--- Start Given data ---

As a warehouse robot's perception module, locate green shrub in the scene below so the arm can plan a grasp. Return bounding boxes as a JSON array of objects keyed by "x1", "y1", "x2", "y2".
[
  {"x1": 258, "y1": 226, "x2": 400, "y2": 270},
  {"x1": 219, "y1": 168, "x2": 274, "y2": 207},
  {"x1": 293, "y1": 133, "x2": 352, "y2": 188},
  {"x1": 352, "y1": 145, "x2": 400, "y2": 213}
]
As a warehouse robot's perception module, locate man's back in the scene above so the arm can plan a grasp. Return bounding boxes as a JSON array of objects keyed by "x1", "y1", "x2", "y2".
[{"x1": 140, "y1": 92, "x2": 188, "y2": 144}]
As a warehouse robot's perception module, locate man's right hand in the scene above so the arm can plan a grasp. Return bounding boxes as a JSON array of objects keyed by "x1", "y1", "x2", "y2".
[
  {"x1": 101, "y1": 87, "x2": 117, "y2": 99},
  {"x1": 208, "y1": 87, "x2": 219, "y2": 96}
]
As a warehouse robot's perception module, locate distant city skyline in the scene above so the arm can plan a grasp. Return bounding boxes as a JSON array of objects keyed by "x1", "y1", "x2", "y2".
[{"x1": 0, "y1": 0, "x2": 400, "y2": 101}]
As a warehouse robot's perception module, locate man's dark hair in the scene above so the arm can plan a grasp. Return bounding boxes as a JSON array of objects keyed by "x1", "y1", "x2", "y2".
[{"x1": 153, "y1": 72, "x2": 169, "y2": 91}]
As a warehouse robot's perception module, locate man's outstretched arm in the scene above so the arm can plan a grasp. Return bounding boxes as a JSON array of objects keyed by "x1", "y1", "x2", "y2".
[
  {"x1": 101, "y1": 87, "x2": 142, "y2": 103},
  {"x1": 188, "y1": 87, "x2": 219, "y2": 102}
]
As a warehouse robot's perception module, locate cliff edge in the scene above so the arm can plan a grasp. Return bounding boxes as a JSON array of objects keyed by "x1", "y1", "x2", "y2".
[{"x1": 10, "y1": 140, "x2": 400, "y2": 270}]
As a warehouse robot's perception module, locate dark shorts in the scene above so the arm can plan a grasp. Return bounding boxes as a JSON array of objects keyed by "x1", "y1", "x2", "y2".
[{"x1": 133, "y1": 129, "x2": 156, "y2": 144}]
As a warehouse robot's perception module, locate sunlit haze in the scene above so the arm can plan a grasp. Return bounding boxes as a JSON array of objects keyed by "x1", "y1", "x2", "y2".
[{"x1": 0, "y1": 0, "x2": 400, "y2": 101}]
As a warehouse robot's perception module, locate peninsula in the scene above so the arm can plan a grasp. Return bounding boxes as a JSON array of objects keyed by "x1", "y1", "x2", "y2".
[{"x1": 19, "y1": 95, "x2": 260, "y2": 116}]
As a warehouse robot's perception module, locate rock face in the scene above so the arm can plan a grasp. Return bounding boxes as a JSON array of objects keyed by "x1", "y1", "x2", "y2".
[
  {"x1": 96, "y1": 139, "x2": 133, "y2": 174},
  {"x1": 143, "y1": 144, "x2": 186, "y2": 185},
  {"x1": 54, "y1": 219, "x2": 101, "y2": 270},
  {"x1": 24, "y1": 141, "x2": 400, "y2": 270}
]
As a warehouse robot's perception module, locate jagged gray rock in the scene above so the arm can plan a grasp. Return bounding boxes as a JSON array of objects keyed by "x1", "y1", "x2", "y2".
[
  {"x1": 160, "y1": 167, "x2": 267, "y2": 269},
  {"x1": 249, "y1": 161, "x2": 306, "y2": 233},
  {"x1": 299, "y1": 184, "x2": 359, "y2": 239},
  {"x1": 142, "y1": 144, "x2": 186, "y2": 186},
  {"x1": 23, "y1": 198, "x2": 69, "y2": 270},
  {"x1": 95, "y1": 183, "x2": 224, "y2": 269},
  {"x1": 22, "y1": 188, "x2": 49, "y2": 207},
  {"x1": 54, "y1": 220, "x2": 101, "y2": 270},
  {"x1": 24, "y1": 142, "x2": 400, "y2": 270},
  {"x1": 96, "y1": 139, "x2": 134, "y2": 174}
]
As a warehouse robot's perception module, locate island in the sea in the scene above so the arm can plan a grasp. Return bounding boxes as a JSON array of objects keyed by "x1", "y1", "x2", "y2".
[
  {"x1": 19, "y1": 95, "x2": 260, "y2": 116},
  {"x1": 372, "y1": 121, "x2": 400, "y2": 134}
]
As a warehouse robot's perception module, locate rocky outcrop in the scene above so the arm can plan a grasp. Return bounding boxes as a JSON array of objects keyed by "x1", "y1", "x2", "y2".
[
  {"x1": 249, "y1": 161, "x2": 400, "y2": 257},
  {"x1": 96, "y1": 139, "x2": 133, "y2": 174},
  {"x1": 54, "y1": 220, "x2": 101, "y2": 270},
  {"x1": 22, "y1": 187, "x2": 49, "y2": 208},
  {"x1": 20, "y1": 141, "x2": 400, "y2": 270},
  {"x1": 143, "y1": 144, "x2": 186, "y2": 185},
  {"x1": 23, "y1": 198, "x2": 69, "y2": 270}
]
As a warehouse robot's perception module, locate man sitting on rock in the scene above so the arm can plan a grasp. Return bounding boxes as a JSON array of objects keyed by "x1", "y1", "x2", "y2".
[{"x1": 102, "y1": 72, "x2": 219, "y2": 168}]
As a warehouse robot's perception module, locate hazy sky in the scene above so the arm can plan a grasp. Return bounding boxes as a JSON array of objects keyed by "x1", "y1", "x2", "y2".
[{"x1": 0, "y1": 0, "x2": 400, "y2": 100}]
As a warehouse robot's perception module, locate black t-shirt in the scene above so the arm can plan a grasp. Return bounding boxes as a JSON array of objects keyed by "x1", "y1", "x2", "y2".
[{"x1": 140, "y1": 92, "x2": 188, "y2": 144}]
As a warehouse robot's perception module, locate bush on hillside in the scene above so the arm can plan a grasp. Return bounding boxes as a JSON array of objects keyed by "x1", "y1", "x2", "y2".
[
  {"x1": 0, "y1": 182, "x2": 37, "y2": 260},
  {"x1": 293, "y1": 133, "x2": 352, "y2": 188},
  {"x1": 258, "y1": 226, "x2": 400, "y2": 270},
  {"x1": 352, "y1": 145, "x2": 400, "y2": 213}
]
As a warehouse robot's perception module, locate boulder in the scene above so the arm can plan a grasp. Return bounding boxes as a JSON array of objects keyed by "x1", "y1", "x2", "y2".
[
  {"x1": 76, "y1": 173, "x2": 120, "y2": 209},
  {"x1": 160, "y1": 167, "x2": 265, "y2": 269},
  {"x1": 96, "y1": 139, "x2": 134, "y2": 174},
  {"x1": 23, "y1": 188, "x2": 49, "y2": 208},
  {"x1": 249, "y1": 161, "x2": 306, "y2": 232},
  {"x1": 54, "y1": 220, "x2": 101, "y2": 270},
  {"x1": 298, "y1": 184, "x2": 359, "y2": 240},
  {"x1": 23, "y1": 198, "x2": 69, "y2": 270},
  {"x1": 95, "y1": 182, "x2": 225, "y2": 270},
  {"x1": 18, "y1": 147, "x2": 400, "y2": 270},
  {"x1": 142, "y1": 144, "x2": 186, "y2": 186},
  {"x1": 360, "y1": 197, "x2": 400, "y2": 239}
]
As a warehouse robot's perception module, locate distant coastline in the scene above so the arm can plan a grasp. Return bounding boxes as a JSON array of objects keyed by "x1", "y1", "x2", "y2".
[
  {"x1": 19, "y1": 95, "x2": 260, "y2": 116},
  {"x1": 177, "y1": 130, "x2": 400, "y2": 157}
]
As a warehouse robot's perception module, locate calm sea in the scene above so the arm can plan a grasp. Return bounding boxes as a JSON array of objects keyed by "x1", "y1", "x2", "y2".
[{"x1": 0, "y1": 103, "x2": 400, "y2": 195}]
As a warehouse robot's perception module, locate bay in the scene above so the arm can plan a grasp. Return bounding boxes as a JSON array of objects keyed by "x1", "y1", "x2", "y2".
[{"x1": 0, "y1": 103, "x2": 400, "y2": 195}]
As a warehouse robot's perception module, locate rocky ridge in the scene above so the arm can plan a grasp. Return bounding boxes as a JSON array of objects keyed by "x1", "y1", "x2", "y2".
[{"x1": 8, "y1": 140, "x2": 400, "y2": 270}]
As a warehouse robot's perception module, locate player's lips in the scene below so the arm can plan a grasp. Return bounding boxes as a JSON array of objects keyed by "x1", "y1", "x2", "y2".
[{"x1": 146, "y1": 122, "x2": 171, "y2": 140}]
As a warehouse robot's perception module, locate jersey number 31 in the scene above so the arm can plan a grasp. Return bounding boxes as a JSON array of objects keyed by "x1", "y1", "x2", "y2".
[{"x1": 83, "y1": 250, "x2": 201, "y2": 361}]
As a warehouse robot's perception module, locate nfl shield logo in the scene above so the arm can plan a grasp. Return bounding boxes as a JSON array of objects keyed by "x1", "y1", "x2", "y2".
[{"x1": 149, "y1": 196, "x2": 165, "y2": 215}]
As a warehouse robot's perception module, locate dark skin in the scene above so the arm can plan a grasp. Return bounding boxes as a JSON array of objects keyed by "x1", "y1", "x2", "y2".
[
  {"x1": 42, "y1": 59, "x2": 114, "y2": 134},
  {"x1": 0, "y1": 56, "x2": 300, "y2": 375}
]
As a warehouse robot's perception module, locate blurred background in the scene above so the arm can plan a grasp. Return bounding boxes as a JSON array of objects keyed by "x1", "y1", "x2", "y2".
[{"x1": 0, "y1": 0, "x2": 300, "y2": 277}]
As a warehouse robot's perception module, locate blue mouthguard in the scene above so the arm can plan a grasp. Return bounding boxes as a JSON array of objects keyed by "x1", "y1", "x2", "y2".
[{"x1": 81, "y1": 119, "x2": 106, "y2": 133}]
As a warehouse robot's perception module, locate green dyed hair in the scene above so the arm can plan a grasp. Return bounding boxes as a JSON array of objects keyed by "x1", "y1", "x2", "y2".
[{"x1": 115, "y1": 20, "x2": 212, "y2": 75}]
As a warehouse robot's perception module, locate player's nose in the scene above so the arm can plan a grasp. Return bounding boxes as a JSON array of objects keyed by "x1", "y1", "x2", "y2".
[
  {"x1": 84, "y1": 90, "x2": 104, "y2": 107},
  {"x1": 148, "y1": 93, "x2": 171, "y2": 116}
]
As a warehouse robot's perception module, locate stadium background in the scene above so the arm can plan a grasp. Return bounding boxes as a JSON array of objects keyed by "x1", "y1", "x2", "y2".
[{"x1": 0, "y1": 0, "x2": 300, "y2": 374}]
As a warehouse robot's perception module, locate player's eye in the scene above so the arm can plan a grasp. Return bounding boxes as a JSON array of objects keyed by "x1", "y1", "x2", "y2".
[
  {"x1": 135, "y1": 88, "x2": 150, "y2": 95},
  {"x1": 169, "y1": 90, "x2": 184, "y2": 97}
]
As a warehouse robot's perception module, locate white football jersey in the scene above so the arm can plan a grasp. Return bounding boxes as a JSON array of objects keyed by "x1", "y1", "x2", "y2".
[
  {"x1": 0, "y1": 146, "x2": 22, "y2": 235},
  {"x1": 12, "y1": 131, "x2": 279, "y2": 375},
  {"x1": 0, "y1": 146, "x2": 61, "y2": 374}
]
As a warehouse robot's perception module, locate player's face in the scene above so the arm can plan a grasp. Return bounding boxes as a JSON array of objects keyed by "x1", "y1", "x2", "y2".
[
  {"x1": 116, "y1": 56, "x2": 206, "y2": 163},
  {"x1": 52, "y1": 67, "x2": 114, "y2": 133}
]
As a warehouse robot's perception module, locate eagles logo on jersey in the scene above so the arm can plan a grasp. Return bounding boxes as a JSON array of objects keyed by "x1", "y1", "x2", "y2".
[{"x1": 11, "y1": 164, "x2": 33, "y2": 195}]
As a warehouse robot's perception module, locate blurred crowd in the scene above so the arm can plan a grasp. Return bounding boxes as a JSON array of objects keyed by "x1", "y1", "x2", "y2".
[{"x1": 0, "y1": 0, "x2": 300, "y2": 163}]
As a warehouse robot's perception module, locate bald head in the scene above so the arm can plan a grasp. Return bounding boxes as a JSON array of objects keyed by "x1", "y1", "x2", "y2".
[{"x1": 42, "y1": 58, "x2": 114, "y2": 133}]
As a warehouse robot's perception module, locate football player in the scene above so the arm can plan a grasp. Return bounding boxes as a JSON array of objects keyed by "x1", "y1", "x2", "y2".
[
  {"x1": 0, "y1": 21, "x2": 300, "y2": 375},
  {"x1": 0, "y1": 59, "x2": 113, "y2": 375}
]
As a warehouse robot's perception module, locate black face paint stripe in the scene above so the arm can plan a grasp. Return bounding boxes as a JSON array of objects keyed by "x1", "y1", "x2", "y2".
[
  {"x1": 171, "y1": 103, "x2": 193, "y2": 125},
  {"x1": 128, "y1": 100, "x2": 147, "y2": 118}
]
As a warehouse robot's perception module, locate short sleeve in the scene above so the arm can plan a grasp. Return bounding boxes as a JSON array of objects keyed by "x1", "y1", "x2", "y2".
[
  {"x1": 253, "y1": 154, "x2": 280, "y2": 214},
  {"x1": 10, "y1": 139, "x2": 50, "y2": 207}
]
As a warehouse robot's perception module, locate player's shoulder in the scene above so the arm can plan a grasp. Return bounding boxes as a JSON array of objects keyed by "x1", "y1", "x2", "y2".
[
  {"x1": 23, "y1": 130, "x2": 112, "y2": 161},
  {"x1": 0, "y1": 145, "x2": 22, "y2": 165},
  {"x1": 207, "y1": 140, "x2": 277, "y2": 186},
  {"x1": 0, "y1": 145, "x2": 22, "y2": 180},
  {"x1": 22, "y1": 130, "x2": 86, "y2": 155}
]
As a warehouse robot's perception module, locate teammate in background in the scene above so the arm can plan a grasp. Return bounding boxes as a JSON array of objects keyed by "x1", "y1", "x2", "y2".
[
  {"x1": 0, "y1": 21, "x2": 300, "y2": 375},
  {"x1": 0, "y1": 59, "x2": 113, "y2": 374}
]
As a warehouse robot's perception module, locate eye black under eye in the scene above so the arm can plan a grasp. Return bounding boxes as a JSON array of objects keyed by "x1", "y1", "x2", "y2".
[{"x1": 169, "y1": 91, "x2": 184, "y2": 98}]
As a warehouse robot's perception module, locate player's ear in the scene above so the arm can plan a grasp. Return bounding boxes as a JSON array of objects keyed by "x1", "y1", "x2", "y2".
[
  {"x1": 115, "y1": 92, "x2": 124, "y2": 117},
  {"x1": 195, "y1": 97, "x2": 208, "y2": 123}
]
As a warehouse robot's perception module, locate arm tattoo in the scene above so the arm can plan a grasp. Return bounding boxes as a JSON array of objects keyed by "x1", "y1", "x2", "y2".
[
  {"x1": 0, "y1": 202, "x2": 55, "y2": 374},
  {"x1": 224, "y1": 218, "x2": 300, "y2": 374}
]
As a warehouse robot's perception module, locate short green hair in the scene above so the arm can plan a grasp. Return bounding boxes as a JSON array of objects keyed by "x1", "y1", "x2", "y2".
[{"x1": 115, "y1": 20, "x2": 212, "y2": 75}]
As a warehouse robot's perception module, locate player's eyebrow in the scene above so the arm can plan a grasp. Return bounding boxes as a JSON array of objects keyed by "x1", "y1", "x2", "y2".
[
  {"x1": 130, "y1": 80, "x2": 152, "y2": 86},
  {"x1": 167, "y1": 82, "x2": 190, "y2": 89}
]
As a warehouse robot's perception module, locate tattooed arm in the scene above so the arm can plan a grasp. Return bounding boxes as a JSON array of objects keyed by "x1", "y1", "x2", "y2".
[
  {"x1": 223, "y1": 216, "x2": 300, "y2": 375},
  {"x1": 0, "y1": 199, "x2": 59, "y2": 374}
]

--- End Given data ---

**Given problem:** Count the lines above that contain the string "face", with case counting. Output only the number.

**Task answer:** 3